__Aim of the exercise__. Can you copy all of the rows below word for word, leaving the pictures out of your answer?

__Listed entries__.
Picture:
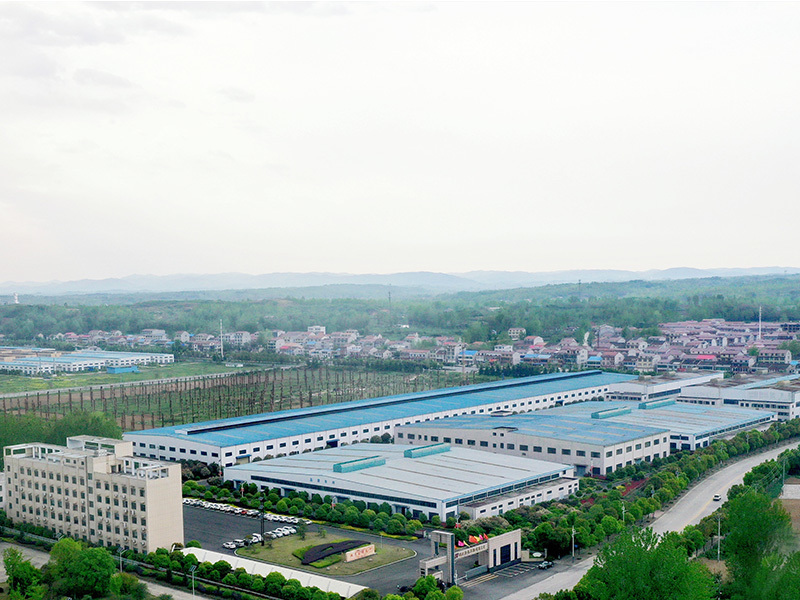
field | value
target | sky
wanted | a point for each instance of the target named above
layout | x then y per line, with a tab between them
160	138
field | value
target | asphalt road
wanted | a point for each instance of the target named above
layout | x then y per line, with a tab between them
211	528
689	510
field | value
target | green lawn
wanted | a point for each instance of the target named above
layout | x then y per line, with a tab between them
20	383
282	548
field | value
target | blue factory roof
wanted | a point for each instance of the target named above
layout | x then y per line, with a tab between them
454	473
543	423
265	426
694	419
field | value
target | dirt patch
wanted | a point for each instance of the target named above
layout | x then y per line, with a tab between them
716	567
793	508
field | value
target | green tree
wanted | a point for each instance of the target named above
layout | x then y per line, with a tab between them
758	527
77	571
454	593
21	574
639	565
423	586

__Task answer__.
Picture:
field | value
target | sky
wanted | a point for each instance of the target named above
layout | x then y per line, with a tab between them
160	138
field | value
target | asphalt road
wanted | a point for each instance of the target named above
layout | x then y per line, with a tab between them
211	528
689	510
field | value
target | green lawn
wanted | a point for each instance of the target named above
layout | x then y per line, with a tab between them
20	383
282	548
field | value
target | blue factory roof
wanted | a point for each instance of the target named above
layout | x then y per line, with a tab between them
454	473
543	423
265	426
694	419
field | value
target | dirt patch
wanted | a point for each instance of the target named above
layout | x then y per line, with a tab between them
716	567
793	508
field | value
target | green tree
wanted | a point for each instance of the target named above
layout | x then y per line, with a tab between them
758	527
77	571
454	593
21	574
639	565
423	586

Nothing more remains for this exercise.